▸ **TEKS PILIHAN**
:::
Melawan Stigma Perempuan Lemah: Menjadi Perempuan Berdaya di Era Revolusi Industri 4.0

Oleh Elisabeth Uru Ndaya           

Adanya stigma masyarakat yang sering mendiskriminasi perempuan dan mengganggap perempuan lemah tak berdaya, bodoh, tidak mandiri, sumber masalah, dan lain sebagainya membuat Program Multiplikasi Stube HEMAT di Sumba yang berfokus pada pemberdayaan perempuan memberikan kesempatan kepada mahasiswa sebagai generasi penerus untuk belajar dan berdiskusi bagaimana menghargai potensi yang ada pada diri perempuan dan memperjuangkan hak-hak perempuan yang tertindas. Kegiatan diskusi dilaksanakan pada hari Rabu, 23 Maret 2022 di Alexis cafe, Waingapu dengan menghadirkan 20 peserta mahasiswa Unkriswina.

Pdt. Dr. Suryaningasih Mila, M.Si yang merupakan narasumber dalam diskusi tersebut memberikan arahan dan pandangannya tentang stigma masyarakat terhadap perempuan Sumba saat ini. Ia mengatakan munculnya pandangan negatif terhadap perempuan karena dipengaruhi oleh budaya patriarki, dimana konstruksi gender yang menganggap laki-laki kuat, perkasa, berani, pencari nafkah, produktif, bekerja di ruang publik berbeda dengan perempuan sifatnya emosional, lemah lembut, keibuan, sabar, lemah dan tidak berdaya. Dari adanya budaya patriarki ini terkadang menimbulkan terjadinya ketimpangan gender, ketidakadilan gender, dan relasi kuasa yang mengakibatkan kekerasan, eksploitasi, diskriminasi, marginalisasi, stigma dan penindasan. Dampak dari stigma negatif pada perempuan inilah yang membuat perempuan merasa minder, tidak percaya diri, menjadi tidak berdaya, adanya pembatasan pada ruang gerak perempuan serta meremehkan perempuan dan potensi dirinya.
:::
▸ **DATA TUGAS**
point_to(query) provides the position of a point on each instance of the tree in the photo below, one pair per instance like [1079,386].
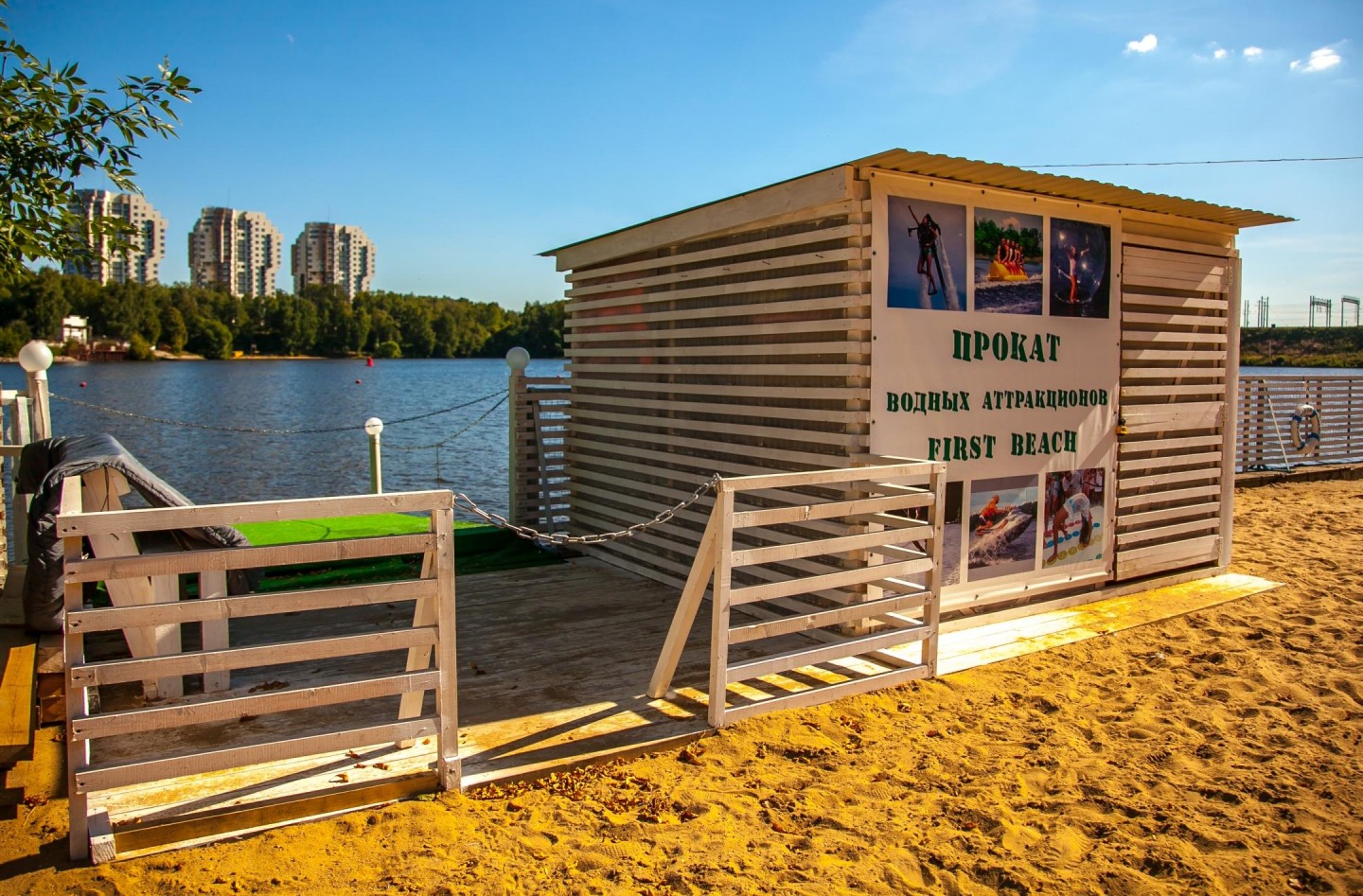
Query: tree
[53,129]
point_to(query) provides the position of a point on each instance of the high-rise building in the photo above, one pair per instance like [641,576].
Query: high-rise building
[239,250]
[138,263]
[333,254]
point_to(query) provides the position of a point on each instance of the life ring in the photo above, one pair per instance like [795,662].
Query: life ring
[1306,430]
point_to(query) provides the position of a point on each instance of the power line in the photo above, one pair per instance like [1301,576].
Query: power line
[1319,158]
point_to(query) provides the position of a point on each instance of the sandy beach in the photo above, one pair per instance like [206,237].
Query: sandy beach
[1213,753]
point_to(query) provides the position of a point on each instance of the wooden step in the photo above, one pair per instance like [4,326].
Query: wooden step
[17,694]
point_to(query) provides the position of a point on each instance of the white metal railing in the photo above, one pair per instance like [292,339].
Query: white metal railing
[1284,421]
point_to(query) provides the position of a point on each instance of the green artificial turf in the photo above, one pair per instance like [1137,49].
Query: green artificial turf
[477,548]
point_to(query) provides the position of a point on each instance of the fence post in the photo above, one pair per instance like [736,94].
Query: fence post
[374,427]
[36,357]
[517,361]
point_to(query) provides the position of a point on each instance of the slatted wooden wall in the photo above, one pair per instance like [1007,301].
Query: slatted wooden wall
[1177,340]
[737,350]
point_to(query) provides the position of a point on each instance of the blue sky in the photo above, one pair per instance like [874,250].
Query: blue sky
[465,138]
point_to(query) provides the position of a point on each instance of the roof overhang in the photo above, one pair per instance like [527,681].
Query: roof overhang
[1013,179]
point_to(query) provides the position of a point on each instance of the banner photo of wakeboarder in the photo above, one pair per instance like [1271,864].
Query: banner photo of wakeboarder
[927,251]
[1081,262]
[1009,262]
[1074,524]
[1002,527]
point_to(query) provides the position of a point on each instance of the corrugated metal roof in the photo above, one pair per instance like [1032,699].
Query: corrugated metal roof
[1063,186]
[1009,177]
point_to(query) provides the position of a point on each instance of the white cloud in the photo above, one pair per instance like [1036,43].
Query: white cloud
[1143,45]
[1319,61]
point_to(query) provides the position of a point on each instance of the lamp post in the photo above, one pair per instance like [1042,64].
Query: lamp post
[36,357]
[517,361]
[374,427]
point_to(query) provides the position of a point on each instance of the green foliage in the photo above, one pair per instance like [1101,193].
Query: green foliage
[318,322]
[139,349]
[53,129]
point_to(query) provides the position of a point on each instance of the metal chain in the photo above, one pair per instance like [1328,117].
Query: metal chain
[265,431]
[443,442]
[596,538]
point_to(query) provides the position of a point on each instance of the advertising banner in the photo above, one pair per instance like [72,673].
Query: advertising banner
[997,350]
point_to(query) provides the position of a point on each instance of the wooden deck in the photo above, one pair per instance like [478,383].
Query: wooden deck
[554,665]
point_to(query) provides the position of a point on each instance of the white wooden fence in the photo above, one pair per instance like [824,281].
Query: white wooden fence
[849,558]
[356,696]
[1266,437]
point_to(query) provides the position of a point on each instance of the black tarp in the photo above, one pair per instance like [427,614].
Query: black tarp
[43,466]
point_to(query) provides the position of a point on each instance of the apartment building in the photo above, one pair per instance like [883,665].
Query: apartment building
[239,250]
[333,254]
[141,260]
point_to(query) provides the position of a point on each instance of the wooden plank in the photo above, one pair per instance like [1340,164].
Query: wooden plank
[802,196]
[18,701]
[1146,518]
[852,346]
[105,777]
[1167,498]
[217,660]
[826,694]
[722,269]
[250,605]
[687,255]
[221,710]
[676,410]
[657,318]
[778,553]
[814,655]
[102,570]
[864,575]
[201,515]
[702,571]
[720,605]
[216,635]
[830,509]
[101,837]
[845,476]
[449,768]
[792,395]
[823,619]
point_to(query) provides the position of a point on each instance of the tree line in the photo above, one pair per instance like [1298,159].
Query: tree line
[319,320]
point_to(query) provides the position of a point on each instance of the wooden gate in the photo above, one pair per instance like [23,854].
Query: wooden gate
[1176,462]
[352,685]
[846,558]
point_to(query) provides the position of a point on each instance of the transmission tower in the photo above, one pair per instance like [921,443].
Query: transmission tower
[1321,303]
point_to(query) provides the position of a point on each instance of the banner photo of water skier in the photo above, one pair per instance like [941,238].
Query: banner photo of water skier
[1074,524]
[927,252]
[1009,260]
[1002,527]
[1081,262]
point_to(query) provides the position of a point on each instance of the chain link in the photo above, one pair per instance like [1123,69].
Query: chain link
[445,442]
[265,431]
[594,538]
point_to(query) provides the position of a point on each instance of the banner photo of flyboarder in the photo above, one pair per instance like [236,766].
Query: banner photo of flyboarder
[1081,263]
[927,251]
[1009,262]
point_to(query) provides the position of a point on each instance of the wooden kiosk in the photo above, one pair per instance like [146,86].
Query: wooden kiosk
[1066,347]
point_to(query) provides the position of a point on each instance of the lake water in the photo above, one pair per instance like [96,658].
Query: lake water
[214,466]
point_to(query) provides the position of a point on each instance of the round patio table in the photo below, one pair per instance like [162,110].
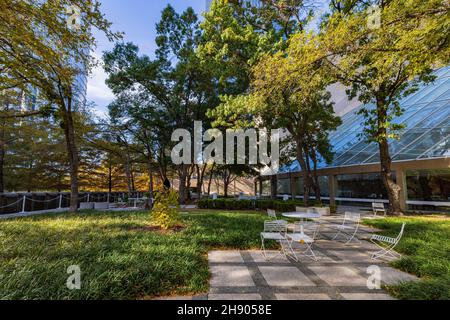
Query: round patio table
[301,215]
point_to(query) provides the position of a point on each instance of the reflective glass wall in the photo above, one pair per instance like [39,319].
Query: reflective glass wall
[284,186]
[428,185]
[361,186]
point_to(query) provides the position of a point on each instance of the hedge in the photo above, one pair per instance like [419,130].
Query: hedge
[232,204]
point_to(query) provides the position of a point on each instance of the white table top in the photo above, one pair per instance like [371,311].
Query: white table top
[301,215]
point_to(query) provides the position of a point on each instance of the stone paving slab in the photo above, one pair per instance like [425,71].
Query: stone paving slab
[366,296]
[233,276]
[340,273]
[243,297]
[225,256]
[302,296]
[285,277]
[339,276]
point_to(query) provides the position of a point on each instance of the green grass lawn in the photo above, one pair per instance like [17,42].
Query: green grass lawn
[117,259]
[426,250]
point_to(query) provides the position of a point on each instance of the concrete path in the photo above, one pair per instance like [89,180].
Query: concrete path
[340,274]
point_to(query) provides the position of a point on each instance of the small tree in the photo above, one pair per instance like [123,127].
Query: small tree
[382,64]
[165,210]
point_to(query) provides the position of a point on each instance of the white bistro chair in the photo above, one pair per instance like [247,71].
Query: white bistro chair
[273,215]
[300,242]
[349,227]
[387,244]
[274,230]
[379,207]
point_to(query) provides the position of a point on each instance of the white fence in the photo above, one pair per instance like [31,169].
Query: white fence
[30,202]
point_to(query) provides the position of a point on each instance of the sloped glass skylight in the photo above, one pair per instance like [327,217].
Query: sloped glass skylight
[427,133]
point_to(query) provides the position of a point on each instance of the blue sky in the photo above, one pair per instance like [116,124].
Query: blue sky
[137,19]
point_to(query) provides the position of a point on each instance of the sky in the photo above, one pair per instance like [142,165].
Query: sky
[137,19]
:::
▸ **PERINTAH 1**
Jawablah pertanyaan berikut berdasarkan teks tentang stigma terhadap perempuan.
(a) Kapan dan di mana kegiatan diskusi itu dilaksanakan?
(b) Siapa narasumber dalam diskusi tersebut?
(c) Menurut narasumber, apa yang memengaruhi munculnya pandangan negatif terhadap perempuan?
▸ **PERINTAH 2**
Ambil setiap baris data yang memuat kata "transmission", dengan membedakan huruf besar dan huruf kecil.

▸ **JAWABAN 1**
(a) Diskusi dilaksanakan pada hari Rabu, 23 Maret 2022, di Alexis cafe, Waingapu.
(b) Narasumbernya adalah Pdt. Dr. Suryaningasih Mila, M.Si.
(c) Pandangan negatif itu dipengaruhi oleh budaya patriarki.

▸ **JAWABAN 2**
point_to(query) provides the position of a point on each instance of the transmission tower in the photo above, one pair per instance like [921,443].
Query: transmission tower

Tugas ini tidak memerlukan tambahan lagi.